Available data:
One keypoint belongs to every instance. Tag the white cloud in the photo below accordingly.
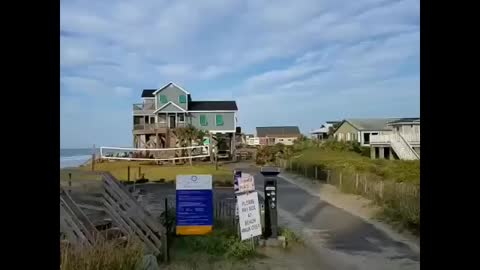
(122, 91)
(278, 59)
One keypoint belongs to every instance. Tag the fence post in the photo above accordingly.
(340, 181)
(167, 255)
(381, 190)
(69, 182)
(356, 182)
(93, 159)
(365, 184)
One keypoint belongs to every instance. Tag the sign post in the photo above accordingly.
(249, 215)
(247, 207)
(194, 203)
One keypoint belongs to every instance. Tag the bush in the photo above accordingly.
(239, 249)
(167, 219)
(290, 236)
(108, 255)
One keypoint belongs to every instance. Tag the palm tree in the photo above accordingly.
(187, 135)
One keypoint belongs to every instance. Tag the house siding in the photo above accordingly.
(170, 108)
(346, 132)
(228, 120)
(171, 93)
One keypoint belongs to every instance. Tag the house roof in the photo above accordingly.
(212, 106)
(323, 129)
(167, 85)
(280, 131)
(148, 93)
(412, 120)
(333, 122)
(371, 123)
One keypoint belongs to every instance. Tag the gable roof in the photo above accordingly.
(167, 85)
(281, 131)
(148, 93)
(412, 120)
(180, 109)
(370, 123)
(212, 106)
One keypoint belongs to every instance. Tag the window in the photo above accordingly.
(163, 99)
(162, 118)
(181, 118)
(203, 120)
(182, 99)
(219, 120)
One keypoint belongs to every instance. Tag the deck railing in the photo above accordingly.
(143, 107)
(156, 126)
(410, 138)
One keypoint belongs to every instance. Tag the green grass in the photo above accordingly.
(222, 243)
(119, 169)
(107, 255)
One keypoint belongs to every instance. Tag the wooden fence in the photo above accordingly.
(404, 197)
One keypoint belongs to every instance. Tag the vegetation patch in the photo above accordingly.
(105, 255)
(152, 172)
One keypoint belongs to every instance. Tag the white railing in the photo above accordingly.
(380, 138)
(386, 139)
(401, 144)
(411, 137)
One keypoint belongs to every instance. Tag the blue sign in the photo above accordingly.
(194, 204)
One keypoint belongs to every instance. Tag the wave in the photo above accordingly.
(73, 161)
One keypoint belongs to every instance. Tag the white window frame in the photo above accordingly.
(216, 120)
(178, 118)
(159, 118)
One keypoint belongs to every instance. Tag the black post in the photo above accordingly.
(167, 227)
(271, 201)
(69, 182)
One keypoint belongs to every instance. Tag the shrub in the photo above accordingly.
(290, 236)
(108, 255)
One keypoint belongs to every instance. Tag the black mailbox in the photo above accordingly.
(271, 202)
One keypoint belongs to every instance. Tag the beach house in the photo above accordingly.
(391, 138)
(169, 107)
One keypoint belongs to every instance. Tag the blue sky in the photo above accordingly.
(284, 62)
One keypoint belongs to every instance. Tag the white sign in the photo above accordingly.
(246, 183)
(249, 217)
(194, 182)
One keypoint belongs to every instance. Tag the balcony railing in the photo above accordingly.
(386, 139)
(157, 126)
(140, 107)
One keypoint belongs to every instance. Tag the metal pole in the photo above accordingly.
(167, 226)
(93, 159)
(69, 182)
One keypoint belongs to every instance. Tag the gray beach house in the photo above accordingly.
(170, 107)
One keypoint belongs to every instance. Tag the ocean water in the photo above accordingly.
(71, 157)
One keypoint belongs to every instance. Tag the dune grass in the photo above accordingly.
(152, 172)
(392, 184)
(395, 170)
(107, 255)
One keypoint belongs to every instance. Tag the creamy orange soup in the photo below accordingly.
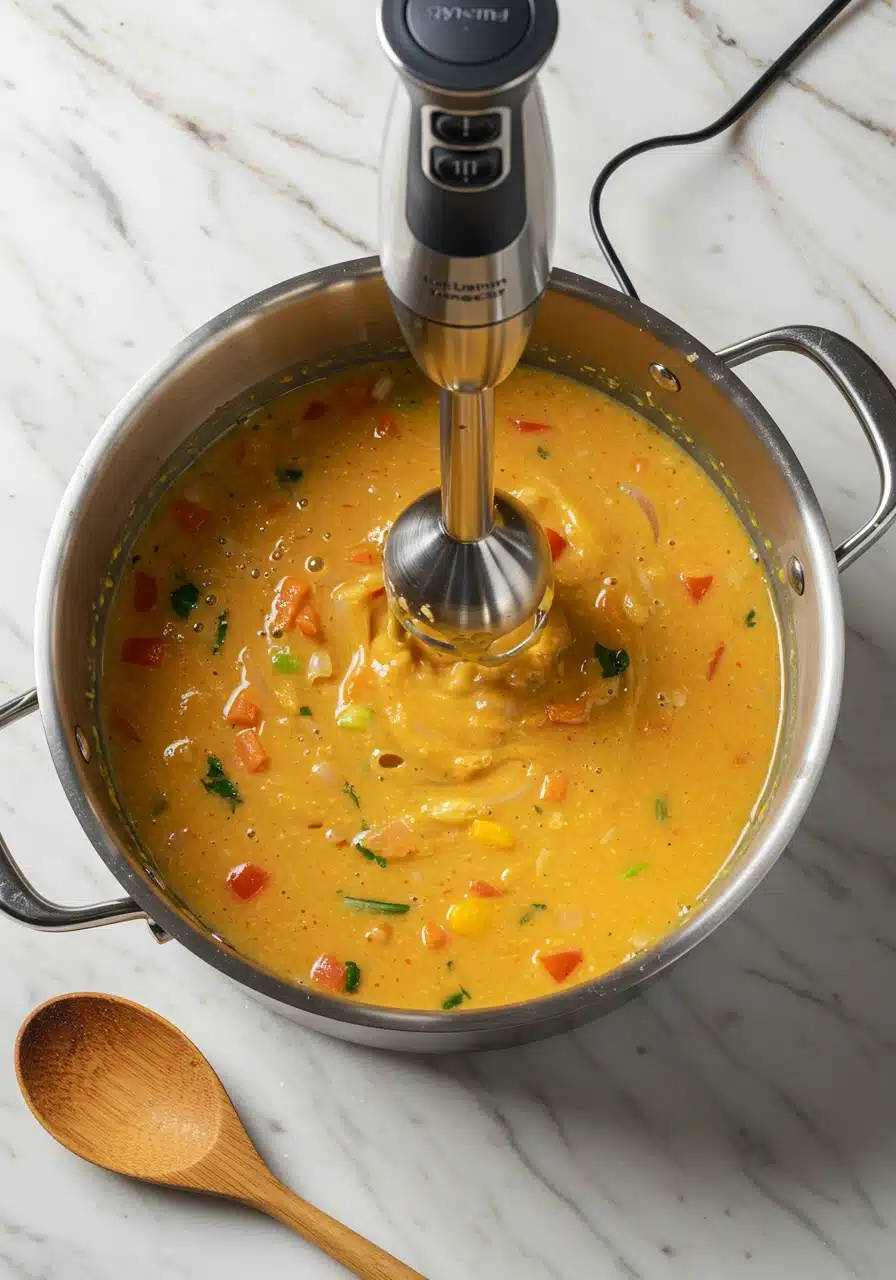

Instructions to follow: Can you copy every line above word for word, leaving the pictures out?

Answer to this problem:
One keypoint belongs to every instance. Tag the white cloud in the photo below accordingly.
(122, 91)
(278, 59)
One keypoint belongs to every instance. Tag the fence post in the photo above accordingly.
(340, 181)
(167, 255)
(381, 190)
(69, 182)
(356, 182)
(93, 159)
(365, 184)
One keypoint belongs to every instance. Tag the sign post in the photo above accordingly.
(249, 215)
(247, 207)
(194, 203)
One keypoint belongs to every instance. Tag the bush in the photo above accordingly.
(239, 249)
(167, 219)
(290, 236)
(108, 255)
One keypoint belongs to every instance. Tag the palm tree in the photo above accordingly.
(187, 135)
One keypoint belongs to every instance. Tag the house siding in the photo above accordingly.
(170, 108)
(346, 132)
(228, 120)
(171, 93)
One keypoint belongs to every instance. Tag the house roof in the photo above accordingly.
(212, 106)
(323, 129)
(167, 85)
(280, 131)
(148, 93)
(412, 120)
(333, 122)
(371, 123)
One keypoint belongs to every instance. Tag the gable roof in the photo above accordingly.
(167, 85)
(281, 131)
(148, 93)
(412, 120)
(180, 109)
(370, 123)
(212, 106)
One keypoint belongs to every instance. Tag the window in the photo above accordingly.
(163, 99)
(162, 118)
(181, 118)
(203, 120)
(182, 99)
(219, 120)
One keypoint belongs to every instance. Tag the deck railing in the photo above accordingly.
(143, 107)
(156, 126)
(410, 138)
One keypoint belongs to every instance. Tag the green grass in the photo above accordingly.
(222, 243)
(119, 169)
(107, 255)
One keypoint belongs to every instance. Tag the wooden fence in the photo above accordingly.
(404, 197)
One keypoint belongs to every instance. Tag the vegetation patch in the photo above accordingly.
(105, 255)
(152, 172)
One keypoint belongs to every instance. Tag the white railing in the photo above accordingly.
(380, 138)
(386, 139)
(401, 144)
(411, 137)
One keypoint belongs to every instance. Tag the blue sign in the photo above accordingly.
(194, 204)
One keypoint belongs to every instance. Tag the wave in the photo above accordingly.
(73, 161)
One keypoint belongs to every instance. Tag the white window frame in the photo above accordingly.
(216, 120)
(178, 118)
(159, 118)
One keypoint belongs to every instance. Tag the black post in the photo above accordingly.
(167, 227)
(271, 201)
(69, 182)
One keypoint belongs to every instance. Tag the shrub in the photo above accordingly.
(290, 236)
(108, 255)
One keypoint belongs to every instance. Tag the black mailbox in the photo above accordingly.
(271, 202)
One keypoint belongs to every instance. Tag the beach house in the photo above accordingly.
(391, 138)
(169, 107)
One keypoint belongs to every instance. Tag the blue sky in the photo above accordingly.
(284, 62)
One keypoint belongs to every instance. Tag the white sign in the photo above accordingly.
(246, 183)
(249, 217)
(194, 182)
One keypoint belongs to every instance. Tag the balcony railing in the photo above accordingly.
(386, 139)
(157, 126)
(140, 107)
One keypoint belongs to every instance. Tag the metal pole in the photo above accordingly.
(167, 226)
(93, 159)
(69, 182)
One keypoint belongs to every instance. Tag the gray beach house in the photo above accordingly.
(170, 107)
One keypoint belongs to every instance. Tag the ocean water in the photo above accordingly.
(71, 157)
One keypoint belongs to every instance. Tag the dune grass in the photo above accordingly.
(152, 172)
(392, 184)
(395, 170)
(107, 255)
One keypoint belongs to every instance. Tag the creamy orange soup in the photo below accordingly.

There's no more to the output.